Edit the items below so that every "expected shape" reads "example format", keeping everything else as it is.

— Start of MATERIAL TO PROCESS —

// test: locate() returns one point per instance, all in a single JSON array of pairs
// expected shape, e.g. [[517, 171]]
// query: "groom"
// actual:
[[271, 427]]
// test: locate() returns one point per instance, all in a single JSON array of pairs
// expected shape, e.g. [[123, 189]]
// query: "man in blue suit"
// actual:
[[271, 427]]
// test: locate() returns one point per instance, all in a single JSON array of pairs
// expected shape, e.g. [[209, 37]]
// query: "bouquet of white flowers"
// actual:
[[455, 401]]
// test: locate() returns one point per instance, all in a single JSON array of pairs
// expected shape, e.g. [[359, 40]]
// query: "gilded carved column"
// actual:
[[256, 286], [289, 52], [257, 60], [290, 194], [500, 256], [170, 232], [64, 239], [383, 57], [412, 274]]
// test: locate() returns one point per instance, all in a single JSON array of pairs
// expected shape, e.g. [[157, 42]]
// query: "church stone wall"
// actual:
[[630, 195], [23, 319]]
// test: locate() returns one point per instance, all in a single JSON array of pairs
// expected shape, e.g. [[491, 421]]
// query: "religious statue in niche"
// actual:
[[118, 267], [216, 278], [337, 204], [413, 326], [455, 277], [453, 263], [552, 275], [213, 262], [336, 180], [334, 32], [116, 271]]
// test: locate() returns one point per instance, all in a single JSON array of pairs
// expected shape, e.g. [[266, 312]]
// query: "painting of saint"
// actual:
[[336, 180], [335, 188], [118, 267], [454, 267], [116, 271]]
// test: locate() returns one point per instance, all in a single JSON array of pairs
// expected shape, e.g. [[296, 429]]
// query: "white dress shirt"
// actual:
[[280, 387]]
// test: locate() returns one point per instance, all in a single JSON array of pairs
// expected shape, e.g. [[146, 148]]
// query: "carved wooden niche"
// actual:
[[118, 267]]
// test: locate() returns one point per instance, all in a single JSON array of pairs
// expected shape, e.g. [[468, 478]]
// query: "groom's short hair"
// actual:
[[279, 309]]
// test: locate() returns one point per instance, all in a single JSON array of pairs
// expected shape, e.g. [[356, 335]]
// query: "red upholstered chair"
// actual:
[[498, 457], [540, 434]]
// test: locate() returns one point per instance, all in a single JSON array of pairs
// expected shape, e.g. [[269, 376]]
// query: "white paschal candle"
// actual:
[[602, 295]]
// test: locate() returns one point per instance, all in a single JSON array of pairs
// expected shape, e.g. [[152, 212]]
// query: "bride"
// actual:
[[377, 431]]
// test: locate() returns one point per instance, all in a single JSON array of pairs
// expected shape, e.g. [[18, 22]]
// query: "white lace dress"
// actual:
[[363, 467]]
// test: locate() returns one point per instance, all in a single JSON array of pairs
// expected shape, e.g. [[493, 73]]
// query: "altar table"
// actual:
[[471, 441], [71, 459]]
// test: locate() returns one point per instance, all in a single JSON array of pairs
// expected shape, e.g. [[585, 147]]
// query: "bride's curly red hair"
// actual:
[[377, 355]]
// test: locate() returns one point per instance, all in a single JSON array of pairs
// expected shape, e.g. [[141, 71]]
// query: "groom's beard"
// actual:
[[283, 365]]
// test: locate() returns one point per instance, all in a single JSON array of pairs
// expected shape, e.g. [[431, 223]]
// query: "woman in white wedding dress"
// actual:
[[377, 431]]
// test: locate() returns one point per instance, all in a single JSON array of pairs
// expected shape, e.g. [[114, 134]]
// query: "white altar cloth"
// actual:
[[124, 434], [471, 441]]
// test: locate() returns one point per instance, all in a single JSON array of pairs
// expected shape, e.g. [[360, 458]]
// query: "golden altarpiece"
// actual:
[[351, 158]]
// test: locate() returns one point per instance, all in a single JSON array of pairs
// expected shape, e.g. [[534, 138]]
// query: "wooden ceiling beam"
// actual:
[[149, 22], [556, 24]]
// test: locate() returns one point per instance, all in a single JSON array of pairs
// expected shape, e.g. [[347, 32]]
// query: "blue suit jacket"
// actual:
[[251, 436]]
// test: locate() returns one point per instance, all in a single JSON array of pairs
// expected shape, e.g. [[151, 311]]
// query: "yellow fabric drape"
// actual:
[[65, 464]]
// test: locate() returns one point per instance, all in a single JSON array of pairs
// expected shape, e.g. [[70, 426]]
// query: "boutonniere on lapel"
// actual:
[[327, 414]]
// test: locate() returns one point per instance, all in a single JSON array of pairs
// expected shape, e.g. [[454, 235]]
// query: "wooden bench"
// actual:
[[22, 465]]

— End of MATERIAL TO PROCESS —

RESPONSE TO THE TASK >>
// test: locate() returns one point per instance, all in a single JSON array of pairs
// example format, e.g. [[517, 171]]
// query: "groom"
// actual:
[[271, 427]]
// test: locate() returns one point per instance, all in a single JSON array of pairs
// example format, e.g. [[123, 189]]
// query: "man in blue suit"
// actual:
[[271, 427]]
// test: locate() returns one point per instance, all in a single JSON array of pairs
// example format, e.g. [[209, 37]]
// query: "bouquet of white flowers"
// actual:
[[455, 401]]
// test: locate() returns one point per instance, all in a single JSON array of pairs
// example format, e.g. [[359, 40]]
// query: "gilded carved column"
// actual:
[[256, 286], [289, 52], [257, 60], [290, 194], [500, 256], [170, 232], [64, 239], [383, 57], [412, 274]]
// test: locate() returns one point per instance, all in a single JSON array of pairs
// example format, e.g. [[157, 42]]
// query: "church stone wall"
// actual:
[[630, 195], [23, 319]]
// test: locate() returns one point per instance, all in a single JSON array of pairs
// example format, e.g. [[491, 421]]
// query: "religious statue in niche"
// actual:
[[118, 267], [216, 278], [337, 204], [413, 326], [455, 277], [453, 263], [552, 275], [213, 262], [336, 180], [334, 32], [116, 271]]
// test: locate() returns one point per instance, all in a single JSON array of pairs
// example format, e.g. [[266, 312]]
// query: "painting of saint"
// actual:
[[336, 180], [335, 188], [118, 267], [454, 267], [116, 271]]
// test: locate() returns one point per instance, all in a single JSON array of pairs
// example format, e.g. [[296, 429]]
// query: "white dress shirt"
// actual:
[[280, 387]]
// test: locate() returns one point per instance, all in a single JSON array of pairs
// example format, e.g. [[146, 148]]
// query: "carved wooden niche"
// actual:
[[118, 267]]
// test: locate() returns one point per instance, all in a single JSON array of pairs
// example format, e.g. [[468, 478]]
// query: "groom's short hair"
// actual:
[[279, 309]]
// test: locate() returns one point per instance, all in a single JSON array of pairs
// example format, e.g. [[356, 335]]
// query: "red upholstered chair"
// actual:
[[498, 457], [540, 434]]
// test: locate() returns one point per instance, all in a single JSON array of pairs
// example format, e.g. [[269, 376]]
// query: "white paschal candle"
// actual:
[[602, 295]]
// test: locate() returns one point per instance, all in a single JSON array of pairs
// example format, e.g. [[152, 212]]
// query: "bride"
// actual:
[[377, 431]]
// test: locate() returns one point per instance, all in a single JSON array of pairs
// example format, e.g. [[18, 22]]
// query: "white lace dress"
// actual:
[[363, 467]]
// test: locate() returns one point per instance, all in a single JSON array of pairs
// example format, e.g. [[493, 73]]
// query: "altar table"
// actual:
[[471, 441], [71, 459]]
// test: locate() returns one point per instance, all in a single JSON array of pairs
// example format, e.g. [[585, 147]]
// query: "bride's curly red hair"
// actual:
[[377, 355]]
// test: locate() returns one point per instance, all in a single JSON array of pairs
// example format, e.g. [[141, 71]]
// query: "groom's beard"
// actual:
[[283, 365]]
// test: locate() returns one point per instance, all in a single JSON array of pairs
// example format, e.g. [[431, 223]]
// query: "woman in white wedding dress"
// actual:
[[377, 431]]
// test: locate() returns one point per instance, all in a single JSON array of pairs
// example format, e.g. [[114, 134]]
// query: "white altar cloth"
// actual:
[[124, 434], [471, 441]]
// test: locate() returns one point per instance, all in a single JSON array of pairs
// example format, e.g. [[360, 458]]
// query: "golden altarpiece"
// actual:
[[351, 158]]
// test: locate() returns one point per instance, all in a single JSON array of pairs
// example format, e.g. [[534, 138]]
// query: "wooden ceiling beam"
// actual:
[[149, 22], [556, 24]]
// test: locate() returns one point per instance, all in a single JSON array of pairs
// example format, e.g. [[347, 32]]
// query: "blue suit jacket"
// actual:
[[251, 436]]
// test: locate() returns one point per instance, all in a single JSON array of pairs
// example format, e.g. [[151, 311]]
// query: "yellow fabric drape"
// actual:
[[65, 464]]
// test: locate() returns one point per instance, all in a single JSON array of pairs
// example format, e.g. [[70, 426]]
// query: "boutonniere on lapel"
// actual:
[[327, 414]]
// test: locate() returns one point per instance, all in a single JSON array of pairs
// example format, e.g. [[454, 235]]
// query: "wooden bench"
// actual:
[[22, 465]]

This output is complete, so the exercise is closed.